_EXERCISE DIRECTIONS_.
Rewrite the listing below with "Kindly" changed to "Please" everywhere it appears, keeping every other line and word the same. Leave the pictures out of your version.

_STORED RECORDS_.
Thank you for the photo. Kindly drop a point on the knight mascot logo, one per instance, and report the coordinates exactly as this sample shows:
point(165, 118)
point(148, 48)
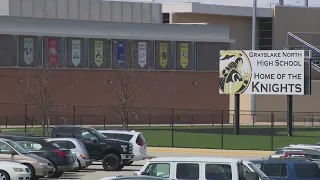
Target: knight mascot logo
point(235, 72)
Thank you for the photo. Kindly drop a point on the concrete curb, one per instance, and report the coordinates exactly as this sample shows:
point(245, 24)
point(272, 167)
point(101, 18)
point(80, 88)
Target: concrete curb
point(209, 151)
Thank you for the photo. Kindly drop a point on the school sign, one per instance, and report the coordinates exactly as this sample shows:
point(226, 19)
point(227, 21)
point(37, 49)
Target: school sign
point(273, 72)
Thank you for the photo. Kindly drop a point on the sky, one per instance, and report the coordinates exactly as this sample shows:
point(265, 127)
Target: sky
point(261, 3)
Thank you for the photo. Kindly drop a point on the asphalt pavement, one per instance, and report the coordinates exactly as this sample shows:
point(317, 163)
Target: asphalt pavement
point(95, 171)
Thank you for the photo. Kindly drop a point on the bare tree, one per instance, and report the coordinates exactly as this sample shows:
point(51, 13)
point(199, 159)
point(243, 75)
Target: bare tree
point(40, 90)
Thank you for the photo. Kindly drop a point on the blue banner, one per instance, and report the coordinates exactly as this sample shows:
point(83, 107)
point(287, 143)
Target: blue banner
point(120, 52)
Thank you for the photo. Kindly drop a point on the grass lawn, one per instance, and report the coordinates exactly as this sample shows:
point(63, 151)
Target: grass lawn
point(258, 137)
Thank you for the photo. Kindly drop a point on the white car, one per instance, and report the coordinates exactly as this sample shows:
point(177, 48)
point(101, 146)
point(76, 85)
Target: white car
point(136, 138)
point(11, 170)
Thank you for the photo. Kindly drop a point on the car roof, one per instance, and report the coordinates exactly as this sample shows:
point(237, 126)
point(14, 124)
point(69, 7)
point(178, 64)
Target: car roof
point(132, 132)
point(193, 159)
point(283, 160)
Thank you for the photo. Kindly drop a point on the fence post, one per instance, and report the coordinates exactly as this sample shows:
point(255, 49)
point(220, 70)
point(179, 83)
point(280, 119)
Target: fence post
point(272, 126)
point(253, 118)
point(222, 122)
point(192, 121)
point(150, 120)
point(104, 122)
point(6, 122)
point(25, 117)
point(212, 120)
point(74, 115)
point(172, 123)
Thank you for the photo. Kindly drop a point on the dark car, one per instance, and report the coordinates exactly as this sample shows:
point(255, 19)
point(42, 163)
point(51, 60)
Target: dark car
point(112, 152)
point(62, 159)
point(291, 169)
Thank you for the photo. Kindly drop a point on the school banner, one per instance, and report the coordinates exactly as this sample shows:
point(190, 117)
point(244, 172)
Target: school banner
point(163, 55)
point(184, 51)
point(28, 51)
point(53, 51)
point(142, 54)
point(271, 72)
point(120, 53)
point(98, 52)
point(76, 52)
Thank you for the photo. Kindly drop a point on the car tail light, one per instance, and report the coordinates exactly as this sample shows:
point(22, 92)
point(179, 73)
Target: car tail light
point(83, 156)
point(60, 153)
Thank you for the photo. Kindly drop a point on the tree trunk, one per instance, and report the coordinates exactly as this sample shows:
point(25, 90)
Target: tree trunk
point(43, 124)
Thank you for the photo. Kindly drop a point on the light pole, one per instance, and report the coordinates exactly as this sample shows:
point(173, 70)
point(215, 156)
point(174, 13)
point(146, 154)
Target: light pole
point(254, 46)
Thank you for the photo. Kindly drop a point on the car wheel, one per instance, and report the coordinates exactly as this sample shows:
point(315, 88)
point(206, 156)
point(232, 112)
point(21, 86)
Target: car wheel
point(4, 175)
point(56, 175)
point(32, 171)
point(111, 162)
point(127, 163)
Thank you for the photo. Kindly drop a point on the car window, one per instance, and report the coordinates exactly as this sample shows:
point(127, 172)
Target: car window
point(5, 149)
point(110, 135)
point(29, 145)
point(307, 170)
point(218, 171)
point(187, 171)
point(158, 170)
point(85, 135)
point(62, 144)
point(17, 147)
point(125, 137)
point(71, 145)
point(63, 132)
point(274, 170)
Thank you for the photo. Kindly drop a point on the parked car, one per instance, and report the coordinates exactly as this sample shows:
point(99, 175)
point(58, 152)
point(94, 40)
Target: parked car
point(76, 147)
point(136, 138)
point(11, 151)
point(11, 170)
point(112, 152)
point(61, 159)
point(291, 169)
point(201, 168)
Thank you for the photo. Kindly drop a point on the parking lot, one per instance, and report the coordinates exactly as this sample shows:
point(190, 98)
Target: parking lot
point(95, 171)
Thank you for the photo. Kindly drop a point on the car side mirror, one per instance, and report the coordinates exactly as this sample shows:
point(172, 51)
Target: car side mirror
point(251, 176)
point(144, 173)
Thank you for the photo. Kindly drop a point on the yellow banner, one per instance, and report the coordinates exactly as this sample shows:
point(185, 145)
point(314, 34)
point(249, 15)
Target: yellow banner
point(98, 52)
point(163, 55)
point(184, 51)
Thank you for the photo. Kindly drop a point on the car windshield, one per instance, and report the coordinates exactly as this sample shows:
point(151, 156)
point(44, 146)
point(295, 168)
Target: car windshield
point(17, 147)
point(261, 174)
point(98, 134)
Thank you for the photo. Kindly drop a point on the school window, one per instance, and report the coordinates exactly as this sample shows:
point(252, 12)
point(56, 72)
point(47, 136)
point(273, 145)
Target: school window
point(187, 171)
point(30, 51)
point(77, 53)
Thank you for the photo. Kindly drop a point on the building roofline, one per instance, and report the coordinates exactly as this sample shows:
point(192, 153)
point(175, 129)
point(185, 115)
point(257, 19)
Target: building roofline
point(199, 8)
point(113, 30)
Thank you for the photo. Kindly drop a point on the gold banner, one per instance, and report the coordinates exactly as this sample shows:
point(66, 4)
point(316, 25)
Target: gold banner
point(98, 52)
point(184, 51)
point(163, 55)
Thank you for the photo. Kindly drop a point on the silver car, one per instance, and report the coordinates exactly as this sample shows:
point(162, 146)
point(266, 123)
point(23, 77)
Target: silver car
point(76, 147)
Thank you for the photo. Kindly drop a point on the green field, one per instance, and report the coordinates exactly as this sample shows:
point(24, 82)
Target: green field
point(258, 137)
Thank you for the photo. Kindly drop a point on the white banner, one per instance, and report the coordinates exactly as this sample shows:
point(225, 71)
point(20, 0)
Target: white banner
point(76, 52)
point(142, 54)
point(274, 72)
point(28, 50)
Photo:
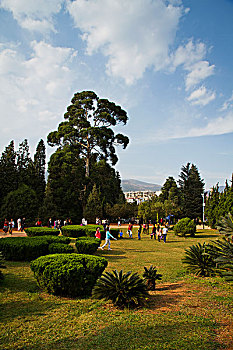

_FINISHED EXERCISE_.
Thank you for the photo. Please drop a point on the knight mascot logo, one per instance, and report the coordinates exactly as this sample shows:
point(165, 118)
point(148, 48)
Target: knight mascot logo
point(235, 72)
Thank you for the photo. Please drop a point on the concrete curb, one per instance, and report the coordinates exactly as this sample shows:
point(245, 24)
point(272, 167)
point(101, 18)
point(80, 88)
Target: concrete curb
point(209, 151)
Thank you for the photo. Please drop a point on the school sign, one per instance, and report the coordinates exactly as this sample shows:
point(226, 19)
point(227, 21)
point(37, 49)
Target: school sign
point(273, 72)
Thank you for the photo. Please drop a point on the sky, one per instance, and report the coordinates exactly as this sample shows:
point(265, 127)
Target: sky
point(261, 3)
Thank you for the photo. Please drop a point on the asphalt pavement, one per instance, and report the coordinates exactly as this sample shows:
point(317, 163)
Target: asphalt pavement
point(95, 171)
Thank you for the photo. Please drop a point on the bare tree, one per instance, and report the coordinates exactly as this sample shows:
point(51, 13)
point(199, 159)
point(243, 75)
Target: bare tree
point(40, 90)
Thank you for the photo. Please drop a point on the blue banner, one per instance, and report the coordinates exactly as this sample shows:
point(83, 107)
point(287, 143)
Target: blue banner
point(120, 52)
Thank you for the photo. Please drop a point on the grass lawn, one per instance, and report the coordinates exactly as this sample shows:
point(63, 151)
Target: grass lawn
point(258, 137)
Thank you for the photo. Please drop a point on the white car, one per instance, and report the coordinates exactly as this sample shows:
point(177, 48)
point(101, 146)
point(76, 85)
Target: white car
point(136, 138)
point(11, 170)
Thank you for the photo. Please drop a point on the car roof, one per instance, and report the coordinates exactly as this sample shows:
point(237, 126)
point(14, 124)
point(69, 7)
point(178, 64)
Target: car roof
point(132, 132)
point(193, 159)
point(283, 160)
Thank you for the photo. Please drop a point on the fence post, one per instance, and report the coordinates exactly as this sample shows:
point(255, 49)
point(220, 70)
point(179, 83)
point(280, 119)
Target: fence post
point(272, 126)
point(253, 118)
point(222, 122)
point(192, 121)
point(150, 120)
point(104, 122)
point(6, 122)
point(25, 117)
point(212, 120)
point(74, 115)
point(172, 123)
Thank you for the photo. Please drop a point on the dark car, one per instance, and report the coordinates exactly as this sample shows:
point(255, 19)
point(42, 163)
point(51, 60)
Target: dark car
point(112, 152)
point(62, 159)
point(291, 169)
Thank you for the photo. Please drop a point on the school banner, one per instance, and report the coordinates exactly as this sample shows:
point(190, 117)
point(244, 172)
Target: school banner
point(163, 55)
point(184, 51)
point(28, 51)
point(53, 51)
point(142, 54)
point(271, 72)
point(120, 53)
point(98, 52)
point(76, 52)
Thank you for the photo. Please drop a point on the car tail light, one per instance, and report the coordinates exactly as this sample shows:
point(22, 92)
point(179, 73)
Target: car tail light
point(83, 156)
point(60, 153)
Thank you for the photo. Please drop a point on the tree trunk, one per instance, and report the coordinates exactly as this sample shows:
point(25, 90)
Target: tree trunk
point(43, 124)
Thank you for the photo. Please drop a point on the light pole, one per instance, and report the coordinates exactly as this sample shows:
point(173, 70)
point(215, 156)
point(174, 13)
point(146, 154)
Target: light pole
point(254, 46)
Thank you for the photo. Please drop a point on the car wheel, one per instance, and report the coordinates exactly as this sample shows:
point(315, 88)
point(206, 156)
point(232, 112)
point(21, 86)
Target: car wheel
point(4, 175)
point(56, 175)
point(32, 171)
point(111, 162)
point(127, 163)
Thank you for the photo. Please drop a point on the car window, one per instance, and report the coordinates exactly as this sample shows:
point(127, 172)
Target: car window
point(5, 149)
point(110, 135)
point(29, 145)
point(307, 170)
point(218, 171)
point(187, 171)
point(158, 170)
point(85, 135)
point(62, 144)
point(17, 147)
point(125, 137)
point(71, 145)
point(63, 132)
point(274, 170)
Thank you for the photo. Please drop a point on the parked car, one per instance, and report the coordinates exactly as this sample shows:
point(99, 175)
point(58, 152)
point(94, 40)
Target: parked car
point(76, 147)
point(136, 138)
point(11, 151)
point(11, 170)
point(112, 152)
point(61, 159)
point(291, 169)
point(201, 168)
Thank you for the photo. Please drop a point on the parking lot, one per instance, and report the coordinates exactly as this sample shows:
point(190, 98)
Target: parking lot
point(95, 171)
Thank you for the photo. Please drop a point on the car side mirror, one per instance, and report the coordinates exactly as this sample shows:
point(172, 51)
Target: car side mirror
point(251, 176)
point(144, 173)
Thank you for the photo. Please drop a point on the yellow banner, one per instance, and report the coordinates exactly as this sample shows:
point(185, 145)
point(314, 34)
point(249, 15)
Target: yellow banner
point(98, 52)
point(163, 55)
point(184, 51)
Thank you for the photo. Please drop a point on the car windshield, one per instance, and report the coordinates exactly as this sample shows:
point(151, 156)
point(44, 146)
point(295, 168)
Target: car windshield
point(17, 147)
point(261, 174)
point(98, 134)
Thank you for the photo. Please drop a point on the school window, one per instance, and report the coordinates exactly as this sample shows:
point(252, 12)
point(56, 72)
point(47, 136)
point(273, 145)
Target: school window
point(187, 171)
point(30, 51)
point(77, 53)
Thank you for the photo. Please drop a point on the building roofline, one per instance, and report the coordinates exactly as this sample shows:
point(192, 153)
point(175, 129)
point(185, 115)
point(257, 19)
Target: building roofline
point(199, 8)
point(113, 30)
Thank you for the photo. Please drop a point on the gold banner, one per instance, and report the coordinates exactly as this sample shows:
point(66, 4)
point(316, 25)
Target: gold banner
point(98, 52)
point(184, 51)
point(163, 55)
Thank you for the photo. Please drop a point on the silver car, one per instance, and report the coordinates exactly as this sample shows:
point(162, 146)
point(266, 123)
point(23, 77)
Target: silver car
point(76, 147)
Thank you for the photo. Please drop a point on the green field, one per instance, and report the coordinates exactly as this sample shows:
point(24, 82)
Target: green field
point(258, 137)
Thank you for the photo. Please drop a point on the white banner, one per instance, and report the coordinates exactly as this sample shows:
point(225, 71)
point(20, 0)
Target: white banner
point(76, 52)
point(142, 54)
point(274, 72)
point(28, 50)
Photo:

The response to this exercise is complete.